Which lines in the records below contain the word "chair"? List each of them in full.

*Material*:
Begin

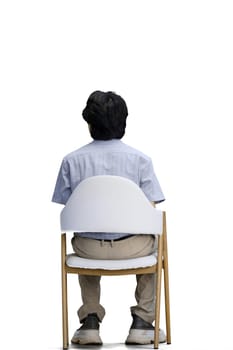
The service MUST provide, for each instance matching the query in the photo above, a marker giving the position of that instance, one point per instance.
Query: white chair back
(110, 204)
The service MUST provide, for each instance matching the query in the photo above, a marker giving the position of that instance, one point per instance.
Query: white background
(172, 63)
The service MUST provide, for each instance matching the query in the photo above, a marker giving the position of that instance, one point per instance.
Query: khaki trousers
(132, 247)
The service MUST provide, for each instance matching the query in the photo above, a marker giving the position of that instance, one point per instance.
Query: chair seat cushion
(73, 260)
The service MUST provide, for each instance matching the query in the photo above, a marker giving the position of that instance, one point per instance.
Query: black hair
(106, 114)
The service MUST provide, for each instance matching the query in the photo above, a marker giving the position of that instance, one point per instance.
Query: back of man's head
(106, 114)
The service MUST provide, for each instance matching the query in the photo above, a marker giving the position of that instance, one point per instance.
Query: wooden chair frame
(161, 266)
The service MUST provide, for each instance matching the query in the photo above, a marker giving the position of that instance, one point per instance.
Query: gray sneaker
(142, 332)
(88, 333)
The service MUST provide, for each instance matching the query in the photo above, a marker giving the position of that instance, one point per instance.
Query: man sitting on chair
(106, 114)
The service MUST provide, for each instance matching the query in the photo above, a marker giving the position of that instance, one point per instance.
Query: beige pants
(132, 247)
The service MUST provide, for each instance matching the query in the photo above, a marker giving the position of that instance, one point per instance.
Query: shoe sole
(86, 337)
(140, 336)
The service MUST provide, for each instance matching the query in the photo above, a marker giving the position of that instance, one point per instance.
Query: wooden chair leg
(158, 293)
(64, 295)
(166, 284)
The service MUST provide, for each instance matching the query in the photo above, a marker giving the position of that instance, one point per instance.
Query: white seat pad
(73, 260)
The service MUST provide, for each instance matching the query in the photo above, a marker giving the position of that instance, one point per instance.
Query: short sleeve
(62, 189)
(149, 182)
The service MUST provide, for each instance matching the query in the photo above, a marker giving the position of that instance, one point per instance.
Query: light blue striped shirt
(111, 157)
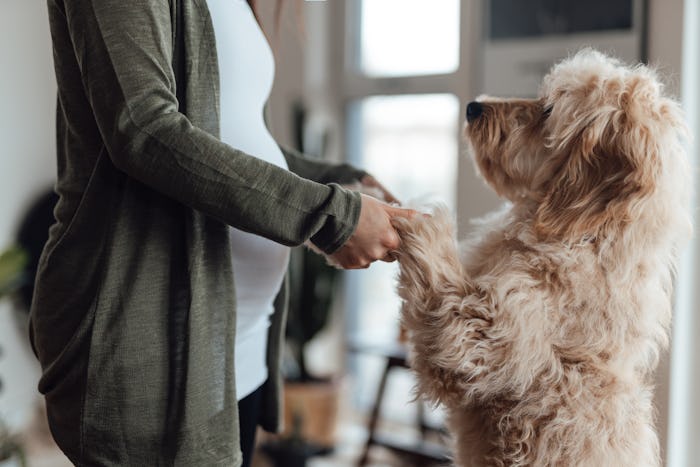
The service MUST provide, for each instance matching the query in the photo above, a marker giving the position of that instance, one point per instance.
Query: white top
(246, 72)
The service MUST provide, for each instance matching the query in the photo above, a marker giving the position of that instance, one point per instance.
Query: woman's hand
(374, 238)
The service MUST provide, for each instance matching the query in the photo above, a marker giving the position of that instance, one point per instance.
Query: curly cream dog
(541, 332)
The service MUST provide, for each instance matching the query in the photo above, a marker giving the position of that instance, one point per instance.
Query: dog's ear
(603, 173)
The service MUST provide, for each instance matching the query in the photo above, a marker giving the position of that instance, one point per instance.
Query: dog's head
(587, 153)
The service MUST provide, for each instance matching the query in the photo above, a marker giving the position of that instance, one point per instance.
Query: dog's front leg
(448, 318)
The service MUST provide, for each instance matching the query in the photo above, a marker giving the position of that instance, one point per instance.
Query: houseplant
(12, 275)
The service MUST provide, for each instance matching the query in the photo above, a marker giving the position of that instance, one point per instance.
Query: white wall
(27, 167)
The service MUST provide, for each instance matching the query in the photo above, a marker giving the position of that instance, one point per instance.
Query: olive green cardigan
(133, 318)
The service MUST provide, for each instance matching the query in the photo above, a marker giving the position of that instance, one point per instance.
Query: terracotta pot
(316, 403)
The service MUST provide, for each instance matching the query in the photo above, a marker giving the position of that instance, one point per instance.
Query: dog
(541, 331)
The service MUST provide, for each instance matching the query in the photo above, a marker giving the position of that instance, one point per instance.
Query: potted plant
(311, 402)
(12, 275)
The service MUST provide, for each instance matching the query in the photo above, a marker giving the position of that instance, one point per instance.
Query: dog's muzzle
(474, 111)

End

*Solution to the problem*:
Query: white chair back
Query: chair seat cushion
Query: wooden chair frame
Query: man sitting on chair
Query: wooden chair leg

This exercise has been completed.